═════ Data extract

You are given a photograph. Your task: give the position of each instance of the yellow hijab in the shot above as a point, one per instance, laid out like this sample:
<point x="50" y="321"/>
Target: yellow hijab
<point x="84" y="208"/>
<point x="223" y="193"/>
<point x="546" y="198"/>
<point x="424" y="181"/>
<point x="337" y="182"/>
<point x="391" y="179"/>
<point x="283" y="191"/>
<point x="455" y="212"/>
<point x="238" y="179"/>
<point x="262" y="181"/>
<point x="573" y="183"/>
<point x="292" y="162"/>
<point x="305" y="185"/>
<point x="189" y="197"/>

══════════

◆ Exercise aim:
Format every line of the items above as a JSON list of strings, with one string per line and any blank lines left out.

◆ Result of this exercise:
[
  "You are given a photograph. Your task: give the position of each instance of the yellow hijab in the shot above as a point, one per instance, laid out like this sample:",
  "<point x=\"50\" y=\"321\"/>",
  "Target: yellow hijab",
  "<point x=\"84\" y=\"208\"/>",
  "<point x=\"223\" y=\"193\"/>",
  "<point x=\"546\" y=\"198\"/>",
  "<point x=\"424\" y=\"181\"/>",
  "<point x=\"337\" y=\"182\"/>",
  "<point x=\"391\" y=\"179\"/>",
  "<point x=\"283\" y=\"191\"/>",
  "<point x=\"455\" y=\"212\"/>",
  "<point x=\"238\" y=\"179\"/>",
  "<point x=\"262\" y=\"181\"/>",
  "<point x=\"573\" y=\"183\"/>",
  "<point x=\"292\" y=\"162\"/>",
  "<point x=\"305\" y=\"185\"/>",
  "<point x=\"189\" y=\"197\"/>"
]